§ **Prompt**
Copy out all the records exactly.

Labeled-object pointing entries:

-=-=-=-=-

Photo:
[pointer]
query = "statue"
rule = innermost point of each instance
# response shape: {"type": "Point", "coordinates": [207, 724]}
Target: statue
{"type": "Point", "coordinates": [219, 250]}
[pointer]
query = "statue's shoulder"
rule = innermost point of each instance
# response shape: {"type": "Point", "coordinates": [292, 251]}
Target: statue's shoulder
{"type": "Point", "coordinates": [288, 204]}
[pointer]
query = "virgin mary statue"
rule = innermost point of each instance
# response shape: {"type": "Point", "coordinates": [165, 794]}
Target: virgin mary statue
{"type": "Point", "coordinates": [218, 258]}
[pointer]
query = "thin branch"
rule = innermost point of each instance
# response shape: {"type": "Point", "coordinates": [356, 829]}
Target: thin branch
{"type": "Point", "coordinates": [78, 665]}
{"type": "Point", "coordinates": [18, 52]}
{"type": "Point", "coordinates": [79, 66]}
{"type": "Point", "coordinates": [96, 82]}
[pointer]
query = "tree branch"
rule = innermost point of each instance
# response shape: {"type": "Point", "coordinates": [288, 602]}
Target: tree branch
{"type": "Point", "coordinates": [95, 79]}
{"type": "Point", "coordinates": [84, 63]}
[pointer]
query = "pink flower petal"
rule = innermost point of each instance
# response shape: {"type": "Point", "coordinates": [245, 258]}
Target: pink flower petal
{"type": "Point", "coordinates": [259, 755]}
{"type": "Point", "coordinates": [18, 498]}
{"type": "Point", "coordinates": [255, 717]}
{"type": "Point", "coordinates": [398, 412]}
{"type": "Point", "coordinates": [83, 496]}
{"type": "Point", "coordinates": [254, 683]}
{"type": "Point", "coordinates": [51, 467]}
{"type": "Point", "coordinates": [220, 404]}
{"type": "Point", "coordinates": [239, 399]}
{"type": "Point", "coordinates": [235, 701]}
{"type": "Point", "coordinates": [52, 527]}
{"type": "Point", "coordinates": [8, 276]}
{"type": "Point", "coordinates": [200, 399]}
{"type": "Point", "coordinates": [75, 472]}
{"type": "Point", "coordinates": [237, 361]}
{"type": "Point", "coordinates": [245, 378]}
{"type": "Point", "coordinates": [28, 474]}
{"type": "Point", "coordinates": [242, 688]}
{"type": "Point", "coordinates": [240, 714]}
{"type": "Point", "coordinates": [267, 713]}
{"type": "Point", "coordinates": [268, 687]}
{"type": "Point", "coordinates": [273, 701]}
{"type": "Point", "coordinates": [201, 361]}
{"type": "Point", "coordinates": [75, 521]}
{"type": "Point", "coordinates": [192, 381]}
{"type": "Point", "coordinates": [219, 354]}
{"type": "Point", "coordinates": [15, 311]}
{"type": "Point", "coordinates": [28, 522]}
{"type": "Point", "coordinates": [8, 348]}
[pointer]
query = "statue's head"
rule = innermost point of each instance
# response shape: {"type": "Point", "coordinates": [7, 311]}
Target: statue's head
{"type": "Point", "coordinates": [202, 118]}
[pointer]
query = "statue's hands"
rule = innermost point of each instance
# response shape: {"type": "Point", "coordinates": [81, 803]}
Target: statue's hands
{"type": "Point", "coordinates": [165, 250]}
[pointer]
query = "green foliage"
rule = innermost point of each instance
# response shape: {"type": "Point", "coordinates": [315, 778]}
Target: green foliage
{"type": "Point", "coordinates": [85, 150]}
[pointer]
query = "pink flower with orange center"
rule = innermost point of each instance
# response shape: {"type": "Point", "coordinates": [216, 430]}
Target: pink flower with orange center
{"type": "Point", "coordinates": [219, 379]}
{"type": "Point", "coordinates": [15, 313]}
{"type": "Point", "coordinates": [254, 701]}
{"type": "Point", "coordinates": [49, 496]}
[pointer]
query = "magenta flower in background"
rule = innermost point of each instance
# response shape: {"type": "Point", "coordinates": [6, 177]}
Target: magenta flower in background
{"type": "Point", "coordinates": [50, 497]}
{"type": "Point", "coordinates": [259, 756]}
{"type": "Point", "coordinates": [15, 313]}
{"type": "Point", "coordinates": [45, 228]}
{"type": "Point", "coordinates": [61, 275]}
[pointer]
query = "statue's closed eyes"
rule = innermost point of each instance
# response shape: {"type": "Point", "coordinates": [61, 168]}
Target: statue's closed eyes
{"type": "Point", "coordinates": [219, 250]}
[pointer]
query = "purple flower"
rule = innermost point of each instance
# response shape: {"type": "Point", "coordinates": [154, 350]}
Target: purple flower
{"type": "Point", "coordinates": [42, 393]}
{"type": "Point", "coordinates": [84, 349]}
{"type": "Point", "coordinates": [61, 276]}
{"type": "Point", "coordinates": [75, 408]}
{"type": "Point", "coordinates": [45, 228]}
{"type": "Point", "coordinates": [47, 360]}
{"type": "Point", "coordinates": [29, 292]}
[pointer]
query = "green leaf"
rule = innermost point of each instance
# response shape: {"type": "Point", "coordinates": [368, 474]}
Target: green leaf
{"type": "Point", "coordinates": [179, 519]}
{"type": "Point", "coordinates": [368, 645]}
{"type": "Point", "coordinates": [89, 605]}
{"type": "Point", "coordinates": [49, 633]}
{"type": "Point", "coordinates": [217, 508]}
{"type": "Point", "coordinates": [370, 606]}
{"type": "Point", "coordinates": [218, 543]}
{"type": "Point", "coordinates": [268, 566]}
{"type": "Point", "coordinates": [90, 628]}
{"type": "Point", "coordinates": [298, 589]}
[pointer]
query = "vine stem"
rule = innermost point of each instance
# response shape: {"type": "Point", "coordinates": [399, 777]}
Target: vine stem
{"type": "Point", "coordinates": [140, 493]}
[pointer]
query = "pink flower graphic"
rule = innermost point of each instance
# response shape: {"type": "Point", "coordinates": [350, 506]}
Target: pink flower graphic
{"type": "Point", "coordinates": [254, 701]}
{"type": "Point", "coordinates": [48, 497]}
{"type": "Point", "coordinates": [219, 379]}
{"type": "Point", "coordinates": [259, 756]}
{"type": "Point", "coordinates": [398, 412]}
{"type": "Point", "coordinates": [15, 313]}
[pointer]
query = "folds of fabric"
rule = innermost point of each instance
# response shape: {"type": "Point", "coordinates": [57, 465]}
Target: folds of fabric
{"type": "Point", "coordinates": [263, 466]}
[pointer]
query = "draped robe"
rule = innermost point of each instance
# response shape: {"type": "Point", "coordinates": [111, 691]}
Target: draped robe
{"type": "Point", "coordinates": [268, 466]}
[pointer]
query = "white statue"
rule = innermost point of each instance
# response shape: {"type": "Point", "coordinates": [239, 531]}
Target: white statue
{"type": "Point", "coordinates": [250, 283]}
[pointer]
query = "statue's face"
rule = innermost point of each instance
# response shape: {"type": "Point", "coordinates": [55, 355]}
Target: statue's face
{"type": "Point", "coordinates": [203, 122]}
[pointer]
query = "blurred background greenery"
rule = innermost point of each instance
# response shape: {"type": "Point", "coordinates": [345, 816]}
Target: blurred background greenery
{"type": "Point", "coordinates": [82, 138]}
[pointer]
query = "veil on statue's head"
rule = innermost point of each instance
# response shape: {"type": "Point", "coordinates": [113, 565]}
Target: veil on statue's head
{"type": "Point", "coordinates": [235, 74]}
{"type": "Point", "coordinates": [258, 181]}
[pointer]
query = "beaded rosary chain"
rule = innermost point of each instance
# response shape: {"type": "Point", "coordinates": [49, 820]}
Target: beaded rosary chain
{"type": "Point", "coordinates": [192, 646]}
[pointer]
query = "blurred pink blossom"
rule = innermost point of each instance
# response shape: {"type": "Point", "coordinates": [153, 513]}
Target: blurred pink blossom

-=-=-=-=-

§ **Answer for this exercise**
Photo:
[pointer]
query = "statue"
rule = innermost point of each instance
# response shape: {"type": "Point", "coordinates": [207, 724]}
Target: statue
{"type": "Point", "coordinates": [219, 250]}
[pointer]
query = "statue's shoulder"
rule = innermost point of each instance
# response shape: {"type": "Point", "coordinates": [292, 251]}
Target: statue's shoulder
{"type": "Point", "coordinates": [288, 204]}
[pointer]
query = "virgin mary statue"
rule = innermost point of each instance
# response shape: {"type": "Point", "coordinates": [165, 794]}
Target: virgin mary statue
{"type": "Point", "coordinates": [218, 258]}
[pointer]
query = "thin branch"
rule = innermost point of each instance
# response shape: {"type": "Point", "coordinates": [356, 829]}
Target: thin branch
{"type": "Point", "coordinates": [78, 665]}
{"type": "Point", "coordinates": [18, 52]}
{"type": "Point", "coordinates": [79, 66]}
{"type": "Point", "coordinates": [96, 82]}
[pointer]
query = "tree branch"
rule = innermost point of each instance
# response shape: {"type": "Point", "coordinates": [288, 602]}
Target: tree branch
{"type": "Point", "coordinates": [95, 79]}
{"type": "Point", "coordinates": [84, 63]}
[pointer]
query = "pink flower petal"
rule = innermost point of each instance
# response shape: {"type": "Point", "coordinates": [245, 258]}
Target: pink flower petal
{"type": "Point", "coordinates": [259, 755]}
{"type": "Point", "coordinates": [18, 498]}
{"type": "Point", "coordinates": [255, 717]}
{"type": "Point", "coordinates": [398, 412]}
{"type": "Point", "coordinates": [83, 496]}
{"type": "Point", "coordinates": [254, 683]}
{"type": "Point", "coordinates": [51, 467]}
{"type": "Point", "coordinates": [220, 404]}
{"type": "Point", "coordinates": [239, 399]}
{"type": "Point", "coordinates": [235, 701]}
{"type": "Point", "coordinates": [52, 527]}
{"type": "Point", "coordinates": [8, 276]}
{"type": "Point", "coordinates": [200, 399]}
{"type": "Point", "coordinates": [75, 472]}
{"type": "Point", "coordinates": [237, 361]}
{"type": "Point", "coordinates": [245, 378]}
{"type": "Point", "coordinates": [28, 474]}
{"type": "Point", "coordinates": [242, 688]}
{"type": "Point", "coordinates": [240, 714]}
{"type": "Point", "coordinates": [267, 713]}
{"type": "Point", "coordinates": [268, 687]}
{"type": "Point", "coordinates": [273, 701]}
{"type": "Point", "coordinates": [201, 361]}
{"type": "Point", "coordinates": [75, 521]}
{"type": "Point", "coordinates": [192, 381]}
{"type": "Point", "coordinates": [219, 354]}
{"type": "Point", "coordinates": [15, 311]}
{"type": "Point", "coordinates": [28, 522]}
{"type": "Point", "coordinates": [8, 348]}
[pointer]
query = "statue's head"
rule = innermost point of each instance
# response shape: {"type": "Point", "coordinates": [7, 311]}
Target: statue's head
{"type": "Point", "coordinates": [202, 118]}
[pointer]
query = "statue's hands"
rule = innermost point of each instance
# response shape: {"type": "Point", "coordinates": [81, 803]}
Target: statue's hands
{"type": "Point", "coordinates": [165, 250]}
[pointer]
query = "green foliage"
rule = innermost point of each instance
# response shape: {"type": "Point", "coordinates": [315, 778]}
Target: green foliage
{"type": "Point", "coordinates": [85, 150]}
[pointer]
query = "pink flower with orange center"
rule = innermost point of each instance
# response shape: {"type": "Point", "coordinates": [216, 430]}
Target: pink flower with orange center
{"type": "Point", "coordinates": [219, 379]}
{"type": "Point", "coordinates": [15, 313]}
{"type": "Point", "coordinates": [254, 701]}
{"type": "Point", "coordinates": [49, 496]}
[pointer]
query = "magenta flower in background"
rule = innermost point of each instance
# response shape: {"type": "Point", "coordinates": [6, 177]}
Target: magenta flower in background
{"type": "Point", "coordinates": [50, 497]}
{"type": "Point", "coordinates": [259, 756]}
{"type": "Point", "coordinates": [15, 313]}
{"type": "Point", "coordinates": [45, 228]}
{"type": "Point", "coordinates": [61, 275]}
[pointer]
query = "statue's closed eyes"
rule = innermost point of each instance
# response shape: {"type": "Point", "coordinates": [61, 168]}
Target: statue's closed eyes
{"type": "Point", "coordinates": [219, 250]}
[pointer]
query = "purple flower"
rule = innermost point of each instance
# response shape: {"type": "Point", "coordinates": [154, 350]}
Target: purple flower
{"type": "Point", "coordinates": [42, 393]}
{"type": "Point", "coordinates": [84, 349]}
{"type": "Point", "coordinates": [61, 276]}
{"type": "Point", "coordinates": [75, 408]}
{"type": "Point", "coordinates": [45, 228]}
{"type": "Point", "coordinates": [47, 360]}
{"type": "Point", "coordinates": [29, 292]}
[pointer]
query = "green leaf"
rule = innermost point of each instance
# response shape: {"type": "Point", "coordinates": [368, 474]}
Target: green leaf
{"type": "Point", "coordinates": [179, 519]}
{"type": "Point", "coordinates": [368, 645]}
{"type": "Point", "coordinates": [89, 605]}
{"type": "Point", "coordinates": [49, 633]}
{"type": "Point", "coordinates": [217, 508]}
{"type": "Point", "coordinates": [370, 606]}
{"type": "Point", "coordinates": [218, 543]}
{"type": "Point", "coordinates": [268, 566]}
{"type": "Point", "coordinates": [90, 628]}
{"type": "Point", "coordinates": [298, 589]}
[pointer]
query = "vine stem"
rule = innermost point of each instance
# response shape: {"type": "Point", "coordinates": [399, 777]}
Target: vine stem
{"type": "Point", "coordinates": [140, 493]}
[pointer]
query = "pink flower graphic"
rule = innermost point of each instance
# response shape: {"type": "Point", "coordinates": [350, 506]}
Target: pink flower graphic
{"type": "Point", "coordinates": [254, 701]}
{"type": "Point", "coordinates": [48, 497]}
{"type": "Point", "coordinates": [219, 379]}
{"type": "Point", "coordinates": [259, 756]}
{"type": "Point", "coordinates": [398, 412]}
{"type": "Point", "coordinates": [15, 313]}
[pointer]
query = "folds of fabric"
rule = innermost point of each instance
# response shape: {"type": "Point", "coordinates": [57, 465]}
Target: folds of fabric
{"type": "Point", "coordinates": [263, 466]}
[pointer]
query = "draped robe"
rule = innermost point of each instance
# response shape: {"type": "Point", "coordinates": [111, 691]}
Target: draped robe
{"type": "Point", "coordinates": [268, 466]}
[pointer]
query = "white statue"
rule = innermost point of each instance
# response shape: {"type": "Point", "coordinates": [239, 531]}
Target: white statue
{"type": "Point", "coordinates": [250, 283]}
[pointer]
query = "statue's face"
rule = innermost point of each instance
# response shape: {"type": "Point", "coordinates": [55, 355]}
Target: statue's face
{"type": "Point", "coordinates": [203, 122]}
[pointer]
query = "blurred background greenery"
rule = innermost point of each instance
# response shape: {"type": "Point", "coordinates": [345, 816]}
Target: blurred background greenery
{"type": "Point", "coordinates": [82, 138]}
[pointer]
query = "veil on statue's head"
rule = innermost point of each instance
# response shape: {"type": "Point", "coordinates": [113, 565]}
Target: veil on statue's head
{"type": "Point", "coordinates": [235, 74]}
{"type": "Point", "coordinates": [258, 181]}
[pointer]
query = "beaded rosary chain"
rule = innermost point of each instance
# response shape: {"type": "Point", "coordinates": [49, 820]}
Target: beaded rosary chain
{"type": "Point", "coordinates": [192, 646]}
[pointer]
query = "blurred pink blossom"
rule = innermost point of each instance
# response shape: {"type": "Point", "coordinates": [153, 513]}
Target: blurred pink blossom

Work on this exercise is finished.